Please pick out every line of the records that contains the string "weathered" and copy it out in full, treating uppercase and lowercase as different.

Information supplied
____________

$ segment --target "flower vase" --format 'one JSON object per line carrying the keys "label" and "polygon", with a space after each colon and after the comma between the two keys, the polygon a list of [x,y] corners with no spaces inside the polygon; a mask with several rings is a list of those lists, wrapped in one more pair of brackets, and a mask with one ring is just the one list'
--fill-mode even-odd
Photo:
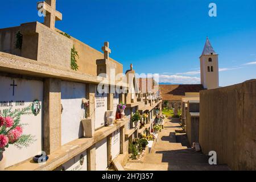
{"label": "flower vase", "polygon": [[113,126],[113,123],[115,119],[114,117],[114,111],[113,110],[108,110],[106,111],[106,119],[108,121],[108,125],[109,126]]}
{"label": "flower vase", "polygon": [[4,171],[5,168],[6,159],[5,158],[4,151],[5,150],[0,151],[0,171]]}
{"label": "flower vase", "polygon": [[125,117],[125,110],[124,109],[120,109],[120,113],[121,113],[121,118],[123,119]]}

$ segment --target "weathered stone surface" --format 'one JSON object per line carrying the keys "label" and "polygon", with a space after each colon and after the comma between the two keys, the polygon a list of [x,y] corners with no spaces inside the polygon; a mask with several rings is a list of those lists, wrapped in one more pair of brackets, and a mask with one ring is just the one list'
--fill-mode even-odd
{"label": "weathered stone surface", "polygon": [[50,154],[60,147],[61,80],[46,78],[44,81],[43,150]]}
{"label": "weathered stone surface", "polygon": [[218,164],[256,169],[256,80],[200,92],[199,143],[215,151]]}

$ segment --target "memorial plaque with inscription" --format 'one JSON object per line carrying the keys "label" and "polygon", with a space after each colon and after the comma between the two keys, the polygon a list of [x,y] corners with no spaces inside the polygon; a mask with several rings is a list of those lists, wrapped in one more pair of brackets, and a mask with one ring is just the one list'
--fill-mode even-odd
{"label": "memorial plaque with inscription", "polygon": [[[19,150],[13,145],[6,149],[6,167],[16,164],[38,154],[42,150],[43,82],[0,76],[0,113],[11,107],[11,110],[21,110],[30,105],[34,110],[22,115],[20,123],[24,134],[34,136],[35,141],[27,148]],[[32,107],[33,106],[33,107]]]}
{"label": "memorial plaque with inscription", "polygon": [[111,155],[112,159],[117,157],[120,154],[120,129],[112,133],[111,142]]}
{"label": "memorial plaque with inscription", "polygon": [[108,110],[108,94],[106,93],[95,93],[95,129],[102,126],[106,122],[106,111]]}
{"label": "memorial plaque with inscription", "polygon": [[76,155],[55,171],[87,171],[87,151]]}
{"label": "memorial plaque with inscription", "polygon": [[106,138],[96,144],[96,171],[105,171],[108,167],[108,151]]}
{"label": "memorial plaque with inscription", "polygon": [[115,93],[114,94],[114,101],[113,101],[113,110],[114,110],[114,114],[115,117],[115,113],[117,113],[117,106],[119,104],[119,94],[117,93]]}

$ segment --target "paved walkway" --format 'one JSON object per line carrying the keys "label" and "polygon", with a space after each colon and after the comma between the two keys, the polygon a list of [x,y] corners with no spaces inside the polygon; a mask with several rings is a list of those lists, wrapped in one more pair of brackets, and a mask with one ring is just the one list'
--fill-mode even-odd
{"label": "paved walkway", "polygon": [[191,148],[185,134],[175,133],[181,130],[179,119],[166,119],[164,129],[150,154],[143,162],[129,163],[126,170],[179,171],[179,170],[229,170],[226,165],[211,166],[208,158],[201,152]]}

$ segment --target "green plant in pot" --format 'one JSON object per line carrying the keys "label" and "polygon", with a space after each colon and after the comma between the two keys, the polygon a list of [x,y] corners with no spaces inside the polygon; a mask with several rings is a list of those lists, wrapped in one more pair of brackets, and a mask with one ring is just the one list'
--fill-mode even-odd
{"label": "green plant in pot", "polygon": [[141,115],[138,111],[135,113],[131,117],[131,121],[134,123],[135,127],[138,126],[138,122],[141,119]]}
{"label": "green plant in pot", "polygon": [[131,153],[131,159],[136,159],[138,155],[138,149],[136,144],[133,144],[132,143],[129,143],[129,150]]}
{"label": "green plant in pot", "polygon": [[156,125],[154,126],[154,130],[155,132],[158,133],[159,131],[161,131],[161,126]]}
{"label": "green plant in pot", "polygon": [[141,139],[139,143],[143,148],[145,148],[146,146],[148,144],[148,142],[146,138]]}

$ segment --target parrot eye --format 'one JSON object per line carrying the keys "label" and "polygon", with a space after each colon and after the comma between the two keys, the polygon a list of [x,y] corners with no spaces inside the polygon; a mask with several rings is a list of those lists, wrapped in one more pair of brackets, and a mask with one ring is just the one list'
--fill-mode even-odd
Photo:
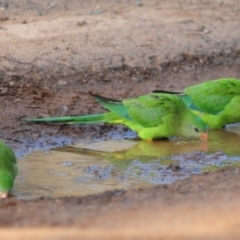
{"label": "parrot eye", "polygon": [[199,132],[198,128],[194,128],[195,132]]}

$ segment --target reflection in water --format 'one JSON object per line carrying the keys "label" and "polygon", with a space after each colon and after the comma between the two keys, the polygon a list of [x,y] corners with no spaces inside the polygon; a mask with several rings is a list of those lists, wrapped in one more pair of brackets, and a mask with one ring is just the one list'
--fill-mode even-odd
{"label": "reflection in water", "polygon": [[[240,165],[240,125],[199,141],[106,141],[33,152],[19,160],[13,194],[83,196],[113,189],[168,184],[192,174]],[[204,152],[201,151],[204,149]]]}

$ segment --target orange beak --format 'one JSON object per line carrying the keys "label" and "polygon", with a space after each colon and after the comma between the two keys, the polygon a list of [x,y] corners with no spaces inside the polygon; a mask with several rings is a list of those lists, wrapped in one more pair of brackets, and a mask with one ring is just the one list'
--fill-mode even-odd
{"label": "orange beak", "polygon": [[200,139],[207,141],[208,140],[208,132],[201,133]]}
{"label": "orange beak", "polygon": [[1,193],[1,198],[7,198],[8,197],[8,192],[2,192]]}

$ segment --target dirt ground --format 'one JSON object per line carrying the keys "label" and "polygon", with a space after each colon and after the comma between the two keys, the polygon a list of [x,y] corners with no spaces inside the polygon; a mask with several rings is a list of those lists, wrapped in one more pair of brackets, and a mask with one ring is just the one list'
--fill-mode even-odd
{"label": "dirt ground", "polygon": [[[21,156],[116,126],[27,124],[126,98],[240,78],[237,0],[0,1],[0,137]],[[3,239],[239,239],[239,169],[84,198],[0,202]]]}

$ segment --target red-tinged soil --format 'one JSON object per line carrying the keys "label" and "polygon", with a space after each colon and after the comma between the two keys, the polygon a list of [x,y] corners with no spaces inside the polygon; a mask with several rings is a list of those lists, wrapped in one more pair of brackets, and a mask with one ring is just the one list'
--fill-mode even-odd
{"label": "red-tinged soil", "polygon": [[[28,124],[128,98],[240,78],[240,5],[226,1],[0,2],[0,137],[22,155],[116,126]],[[39,143],[39,139],[43,141]],[[84,198],[0,202],[3,239],[239,239],[239,170]]]}

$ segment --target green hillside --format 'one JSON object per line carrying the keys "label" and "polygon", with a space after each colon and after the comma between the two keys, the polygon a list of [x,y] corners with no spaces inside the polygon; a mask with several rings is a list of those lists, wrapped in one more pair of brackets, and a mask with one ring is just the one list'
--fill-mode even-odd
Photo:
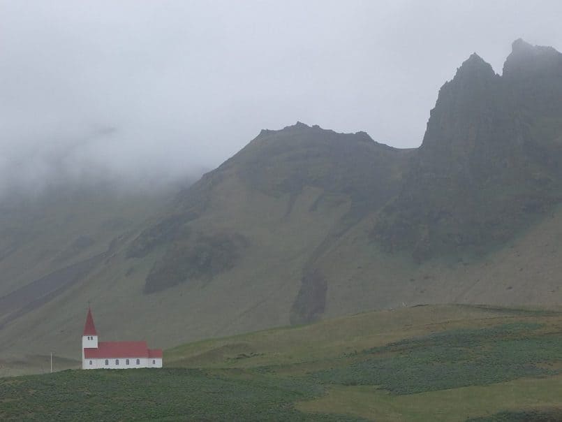
{"label": "green hillside", "polygon": [[0,379],[0,418],[556,421],[561,333],[549,310],[368,312],[177,347],[163,370]]}

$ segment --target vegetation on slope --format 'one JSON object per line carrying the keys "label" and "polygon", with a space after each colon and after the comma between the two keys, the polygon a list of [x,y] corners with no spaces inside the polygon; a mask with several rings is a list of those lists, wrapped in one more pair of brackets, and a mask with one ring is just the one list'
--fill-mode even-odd
{"label": "vegetation on slope", "polygon": [[0,379],[0,418],[549,420],[562,409],[561,327],[562,314],[532,310],[361,314],[182,345],[163,370]]}

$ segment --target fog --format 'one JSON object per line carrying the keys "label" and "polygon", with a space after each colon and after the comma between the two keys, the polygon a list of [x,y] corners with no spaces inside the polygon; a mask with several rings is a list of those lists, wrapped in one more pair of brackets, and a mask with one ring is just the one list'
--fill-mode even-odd
{"label": "fog", "polygon": [[0,0],[0,193],[200,173],[297,120],[420,145],[443,83],[552,1]]}

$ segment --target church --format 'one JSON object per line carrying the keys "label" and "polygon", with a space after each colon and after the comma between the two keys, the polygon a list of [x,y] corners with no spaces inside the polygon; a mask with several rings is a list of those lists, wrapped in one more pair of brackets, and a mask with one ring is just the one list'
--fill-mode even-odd
{"label": "church", "polygon": [[146,342],[98,342],[91,310],[88,308],[82,336],[82,369],[162,368],[162,349]]}

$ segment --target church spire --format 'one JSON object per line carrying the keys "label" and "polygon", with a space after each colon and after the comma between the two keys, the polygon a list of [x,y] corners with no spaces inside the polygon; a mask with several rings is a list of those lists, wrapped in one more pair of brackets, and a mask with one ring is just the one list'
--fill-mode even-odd
{"label": "church spire", "polygon": [[96,326],[94,325],[94,318],[91,316],[91,310],[88,308],[88,316],[86,317],[86,324],[84,326],[82,335],[98,335],[96,332]]}

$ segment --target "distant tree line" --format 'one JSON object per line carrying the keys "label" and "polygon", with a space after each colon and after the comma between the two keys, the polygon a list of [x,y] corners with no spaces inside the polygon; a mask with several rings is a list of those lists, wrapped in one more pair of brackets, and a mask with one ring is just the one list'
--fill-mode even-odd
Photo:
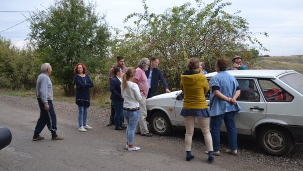
{"label": "distant tree line", "polygon": [[82,62],[95,85],[92,93],[102,93],[108,91],[108,72],[117,56],[125,57],[127,67],[136,66],[143,57],[157,56],[172,90],[179,89],[180,75],[191,57],[204,61],[209,72],[214,71],[219,58],[230,61],[235,55],[252,65],[257,49],[266,49],[251,37],[248,23],[238,12],[224,10],[231,3],[221,1],[205,4],[197,0],[197,9],[185,3],[154,14],[143,0],[144,12],[126,16],[125,22],[135,19],[135,26],[127,27],[125,32],[111,28],[105,16],[96,13],[95,3],[55,0],[49,11],[31,15],[30,45],[19,50],[0,37],[0,86],[34,87],[40,66],[48,62],[55,82],[66,94],[73,95],[74,67]]}

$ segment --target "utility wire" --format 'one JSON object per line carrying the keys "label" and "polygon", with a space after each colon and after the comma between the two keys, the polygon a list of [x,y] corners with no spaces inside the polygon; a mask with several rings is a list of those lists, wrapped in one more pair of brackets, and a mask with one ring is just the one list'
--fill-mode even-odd
{"label": "utility wire", "polygon": [[[62,1],[63,1],[63,0],[60,0],[60,1],[58,1],[58,2],[57,2],[57,3],[55,3],[55,4],[54,4],[54,5],[53,5],[52,6],[51,6],[49,7],[48,8],[47,8],[45,9],[45,10],[47,10],[49,9],[49,8],[51,8],[52,7],[56,6],[56,5],[57,4],[58,4],[58,3],[60,3],[60,2],[62,2]],[[39,12],[38,13],[41,13],[41,12],[44,12],[44,10],[43,10],[43,11],[40,11],[40,12]],[[36,14],[36,15],[37,15],[37,14]],[[15,27],[15,26],[17,26],[17,25],[18,25],[20,24],[21,24],[21,23],[23,23],[23,22],[24,22],[26,21],[26,20],[28,20],[29,19],[29,18],[25,19],[24,21],[23,21],[22,22],[19,22],[19,23],[18,23],[18,24],[15,24],[15,25],[13,25],[12,26],[11,26],[11,27],[9,27],[9,28],[6,28],[6,29],[5,29],[5,30],[2,30],[2,31],[0,31],[0,33],[2,33],[2,32],[3,32],[3,31],[6,31],[6,30],[8,30],[8,29],[11,29],[11,28],[13,28],[13,27]]]}
{"label": "utility wire", "polygon": [[45,11],[0,11],[0,12],[45,12]]}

____________

Complete output
$ segment --target "weathered stone surface" --format 'one JSON object per line carrying the keys "label" and "polygon", with a space after each colon and after the comma between the two keys, the polygon a list of [x,y] corners with no spaces inside the polygon; a mask with several rings is a list of those lists, wrapped in one more pair of brackets, and a mask with one ring is just the one list'
{"label": "weathered stone surface", "polygon": [[50,154],[60,147],[61,80],[46,78],[44,81],[43,150]]}
{"label": "weathered stone surface", "polygon": [[218,164],[256,169],[256,80],[200,92],[199,143],[215,151]]}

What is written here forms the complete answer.